What is needed is an exact copy of every entry below.

(Excerpts from a dataset):

Segment Open

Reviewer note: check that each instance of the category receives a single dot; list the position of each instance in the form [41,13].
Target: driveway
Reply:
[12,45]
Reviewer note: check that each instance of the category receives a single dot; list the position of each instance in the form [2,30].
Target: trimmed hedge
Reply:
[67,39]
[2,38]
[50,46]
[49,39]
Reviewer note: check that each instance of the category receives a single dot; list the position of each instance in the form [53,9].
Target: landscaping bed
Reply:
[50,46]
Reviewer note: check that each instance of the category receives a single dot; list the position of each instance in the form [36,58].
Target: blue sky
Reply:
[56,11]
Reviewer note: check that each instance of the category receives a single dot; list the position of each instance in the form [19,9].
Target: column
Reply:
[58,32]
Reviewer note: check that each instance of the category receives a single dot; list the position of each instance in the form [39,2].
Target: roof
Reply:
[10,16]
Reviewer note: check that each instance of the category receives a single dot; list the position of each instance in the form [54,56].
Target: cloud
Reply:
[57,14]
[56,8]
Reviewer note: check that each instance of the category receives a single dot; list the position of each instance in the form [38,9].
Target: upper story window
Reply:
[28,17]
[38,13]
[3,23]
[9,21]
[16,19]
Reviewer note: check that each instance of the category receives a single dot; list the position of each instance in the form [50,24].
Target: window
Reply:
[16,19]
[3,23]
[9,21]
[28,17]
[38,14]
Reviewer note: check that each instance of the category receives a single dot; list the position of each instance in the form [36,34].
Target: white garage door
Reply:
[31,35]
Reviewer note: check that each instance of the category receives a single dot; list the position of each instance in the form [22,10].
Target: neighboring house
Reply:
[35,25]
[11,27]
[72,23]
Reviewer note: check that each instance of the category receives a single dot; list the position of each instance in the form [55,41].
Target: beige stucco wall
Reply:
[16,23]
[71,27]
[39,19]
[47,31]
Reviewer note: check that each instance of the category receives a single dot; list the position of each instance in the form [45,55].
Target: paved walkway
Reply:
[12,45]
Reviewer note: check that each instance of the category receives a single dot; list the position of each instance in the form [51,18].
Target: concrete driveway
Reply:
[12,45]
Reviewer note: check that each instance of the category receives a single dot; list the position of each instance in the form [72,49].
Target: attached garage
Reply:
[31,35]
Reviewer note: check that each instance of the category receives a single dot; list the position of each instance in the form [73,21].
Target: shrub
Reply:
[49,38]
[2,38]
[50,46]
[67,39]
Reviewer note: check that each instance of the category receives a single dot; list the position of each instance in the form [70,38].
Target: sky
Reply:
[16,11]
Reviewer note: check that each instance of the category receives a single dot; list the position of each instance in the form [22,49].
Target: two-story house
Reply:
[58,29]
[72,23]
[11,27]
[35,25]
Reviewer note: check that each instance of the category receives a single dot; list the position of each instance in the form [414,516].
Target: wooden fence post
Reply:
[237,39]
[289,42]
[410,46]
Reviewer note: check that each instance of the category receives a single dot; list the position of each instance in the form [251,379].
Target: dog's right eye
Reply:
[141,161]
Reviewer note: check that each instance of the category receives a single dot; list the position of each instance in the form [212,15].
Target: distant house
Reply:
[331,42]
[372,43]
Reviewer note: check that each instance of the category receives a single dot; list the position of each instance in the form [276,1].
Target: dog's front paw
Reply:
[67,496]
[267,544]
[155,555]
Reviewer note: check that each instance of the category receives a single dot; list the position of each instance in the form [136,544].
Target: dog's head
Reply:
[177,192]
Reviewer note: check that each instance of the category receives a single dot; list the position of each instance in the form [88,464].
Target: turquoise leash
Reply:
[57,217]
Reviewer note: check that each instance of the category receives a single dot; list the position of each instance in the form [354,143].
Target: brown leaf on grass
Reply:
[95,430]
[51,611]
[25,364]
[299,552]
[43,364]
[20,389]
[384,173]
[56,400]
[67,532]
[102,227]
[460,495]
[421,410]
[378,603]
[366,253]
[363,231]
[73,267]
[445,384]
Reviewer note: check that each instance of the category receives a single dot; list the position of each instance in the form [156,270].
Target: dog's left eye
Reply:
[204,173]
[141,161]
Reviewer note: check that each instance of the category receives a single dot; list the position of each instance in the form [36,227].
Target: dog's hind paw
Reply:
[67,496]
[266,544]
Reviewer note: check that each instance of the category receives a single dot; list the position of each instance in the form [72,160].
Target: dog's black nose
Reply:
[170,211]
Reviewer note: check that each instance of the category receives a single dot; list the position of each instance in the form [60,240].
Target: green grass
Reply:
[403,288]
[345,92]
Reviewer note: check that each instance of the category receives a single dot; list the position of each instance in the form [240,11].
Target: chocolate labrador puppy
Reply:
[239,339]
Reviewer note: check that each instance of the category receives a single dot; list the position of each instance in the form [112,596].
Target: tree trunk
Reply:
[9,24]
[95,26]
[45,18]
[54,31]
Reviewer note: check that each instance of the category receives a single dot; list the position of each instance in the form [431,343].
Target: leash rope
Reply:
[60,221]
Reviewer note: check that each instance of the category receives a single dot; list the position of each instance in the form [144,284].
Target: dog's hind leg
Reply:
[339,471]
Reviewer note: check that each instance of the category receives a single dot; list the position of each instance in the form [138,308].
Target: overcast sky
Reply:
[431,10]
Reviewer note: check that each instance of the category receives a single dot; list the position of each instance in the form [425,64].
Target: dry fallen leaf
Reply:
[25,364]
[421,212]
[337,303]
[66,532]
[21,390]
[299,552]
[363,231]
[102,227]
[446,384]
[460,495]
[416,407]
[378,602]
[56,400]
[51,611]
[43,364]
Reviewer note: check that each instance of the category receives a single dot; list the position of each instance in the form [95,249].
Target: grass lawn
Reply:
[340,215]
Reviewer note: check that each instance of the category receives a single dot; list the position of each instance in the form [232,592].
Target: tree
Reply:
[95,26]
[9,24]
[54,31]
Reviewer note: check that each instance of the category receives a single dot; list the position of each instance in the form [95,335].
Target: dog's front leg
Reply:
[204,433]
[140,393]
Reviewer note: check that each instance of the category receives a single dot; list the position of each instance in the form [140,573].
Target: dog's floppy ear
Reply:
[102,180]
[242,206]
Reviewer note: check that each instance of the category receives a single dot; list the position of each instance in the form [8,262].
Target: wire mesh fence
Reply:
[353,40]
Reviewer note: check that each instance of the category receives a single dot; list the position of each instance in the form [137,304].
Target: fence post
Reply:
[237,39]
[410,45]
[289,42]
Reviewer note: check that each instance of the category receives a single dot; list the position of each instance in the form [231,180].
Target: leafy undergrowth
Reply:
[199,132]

Segment Closed

(Task result):
Reviewer note: check that each instance of the category receives a single dot; list the position of each instance in the form [41,13].
Target: driveway
Reply:
[12,45]
Reviewer note: check that each instance of the category receives a single dot; list the position of each instance in the form [2,30].
Target: trimmed hedge
Reply:
[67,39]
[2,38]
[50,46]
[49,39]
Reviewer note: check that each instance of the category receives a single dot; list the position of each instance in the form [53,9].
Target: landscaping bed
Reply:
[50,46]
Reviewer note: check that each instance of the category receives a single dot; list the position of each instance in the form [36,58].
Target: blue sky
Reply:
[56,11]
Reviewer note: check that each instance of the category receives a single dot; list the position of each instance in the form [19,9].
Target: column
Reply:
[58,32]
Reviewer note: check that each instance of the category receives a single dot; list the position of each instance in the form [39,2].
Target: roof
Reply:
[10,16]
Reviewer note: check that each instance of the category receives a single dot; list the position of each instance in the form [54,56].
Target: cloud
Reply:
[57,14]
[56,8]
Reviewer note: check that each instance of the category receives a single dot; list the position of each instance in the form [38,9].
Target: upper story window
Reply:
[28,17]
[38,13]
[3,23]
[9,21]
[16,19]
Reviewer note: check that each instance of the category receives a single dot; list the position of each instance in the form [50,24].
Target: window
Reply:
[16,19]
[3,23]
[9,21]
[28,17]
[38,14]
Reviewer note: check that each instance of the category receives a single dot; list the position of each instance in the form [36,34].
Target: white garage door
Reply:
[31,35]
Reviewer note: check that each instance of the category receives a single dot; list the position of each instance in the form [22,10].
Target: neighboring house
Reply:
[35,25]
[11,27]
[72,23]
Reviewer note: check that each instance of the category receives a single dot; list the position of each instance in the form [55,41].
Target: beige stucco wall
Reply:
[16,23]
[71,27]
[39,19]
[47,31]
Reviewer note: check that each instance of the category receives a single dot; list the position of each instance in the form [45,55].
Target: paved walkway
Reply:
[12,45]
Reviewer note: check that each instance of the category receives a single dot; list the position of each instance in the form [51,18].
Target: concrete driveway
Reply:
[12,45]
Reviewer note: check that each instance of the category receives a single dot; list the position of each instance in the form [72,49].
Target: attached garage
Reply:
[31,35]
Reviewer note: check that each instance of the category receives a single dot; list the position of each instance in the form [73,21].
Target: shrub
Reply:
[49,38]
[2,38]
[50,46]
[67,39]
Reviewer note: check that each instance of the category receives a single dot; list the position of each instance in the form [70,38].
Target: sky
Reply:
[16,11]
Reviewer note: check that each instance of the category receives a single dot; list the position of each instance in the form [22,49].
Target: two-story house
Reply:
[58,29]
[72,23]
[11,27]
[35,25]
Reviewer note: check that each instance of the category receives a single dot; list the position of each instance in the form [414,516].
Target: wooden fence post
Reply:
[237,39]
[289,42]
[410,46]
Reviewer note: check that each instance of the category receives a single dot; list the position of each instance in the form [251,379].
Target: dog's right eye
Reply:
[141,161]
Reviewer note: check that each instance of the category receives a single dot; list the position of each instance in the form [212,15].
Target: distant house
Reply:
[331,42]
[372,43]
Reviewer note: check that each instance of the category receives a single dot; list the position of each instance in the form [276,1].
Target: dog's front paw
Reply:
[67,496]
[267,544]
[155,555]
Reviewer note: check that each instance of the category receives a single dot; list the position of each instance in the form [136,544].
Target: dog's head
Reply:
[177,192]
Reviewer note: check that each instance of the category receives a single dot; list the position of each instance in the form [88,464].
Target: turquoise leash
Reply:
[57,217]
Reviewer note: check that each instance of the category receives a single dot; list the position of each instance in the form [354,143].
Target: brown leaf on grass
Reply:
[95,430]
[51,611]
[25,364]
[299,552]
[43,364]
[20,389]
[384,173]
[56,400]
[67,532]
[102,227]
[460,495]
[421,410]
[378,603]
[366,253]
[363,231]
[73,267]
[445,384]
Reviewer note: check that each instance of the category receives a single dot; list the position of each instance in the form [156,270].
Target: dog's left eye
Reply:
[204,173]
[141,161]
Reviewer note: check that each instance of the category receives a single dot; list the position of each instance in the form [36,227].
Target: dog's hind paw
Reply:
[67,496]
[266,544]
Reviewer note: check that each instance of the category receives a single dot; list the position of each instance in the form [72,160].
Target: dog's black nose
Reply:
[170,211]
Reviewer note: check that each instance of the category receives a single dot; list the position of each instance in the form [60,240].
Target: green grass
Reply:
[403,288]
[345,92]
Reviewer note: check that each instance of the category receives a single dot; list the position of each instance in the form [240,11].
Target: chocolate labrador puppy
Reply:
[239,339]
Reviewer note: check that each instance of the category receives a single dot; list the position of each instance in the form [112,596].
Target: tree trunk
Reply:
[9,24]
[95,26]
[45,18]
[54,31]
Reviewer note: check that each instance of the category receives a single dot; list the position of each instance in the form [431,343].
Target: leash rope
Reply:
[60,221]
Reviewer note: check that each instance of the category receives a single dot; list the position of each instance in the form [144,284].
Target: dog's hind leg
Reply:
[339,471]
Reviewer note: check that each instance of the category receives a single dot; list the position of each instance in the form [138,308].
Target: overcast sky
Reply:
[431,10]
Reviewer note: check that each instance of the category receives a single dot; list the position of each instance in the form [425,64].
Target: dry fallen leaf
Reply:
[25,364]
[421,212]
[337,303]
[66,532]
[21,390]
[299,552]
[363,231]
[102,227]
[446,384]
[460,495]
[416,407]
[378,602]
[56,400]
[51,611]
[43,364]
Reviewer note: check that each instance of the category receives a single dot; list the position of each instance in the form [95,249].
Target: grass lawn
Reply:
[340,215]
Reviewer note: check that each instance of the category receives a single dot; list the position of each instance in the form [232,592].
Target: tree
Reply:
[95,26]
[9,24]
[54,31]
Reviewer note: check that each instance of the category receives a single dot; list the position of each instance in the form [95,335].
Target: dog's front leg
Reply:
[204,433]
[140,393]
Reviewer note: check that each instance of the category receives a single dot; list the position of each instance in the form [140,573].
Target: dog's floppy ear
Reply:
[102,180]
[242,206]
Reviewer note: check that each instance of the category receives a single dot; list the position of each instance in the form [8,262].
Target: wire mesh fence
Reply:
[353,40]
Reviewer note: check that each instance of the category receives a single dot; list the position of each instance in the form [137,304].
Target: fence post
Reply:
[237,39]
[410,45]
[289,42]
Reviewer note: check that each instance of the category receives a single dot; list the position of each instance in the form [231,180].
Target: leafy undergrowth
Reply:
[199,132]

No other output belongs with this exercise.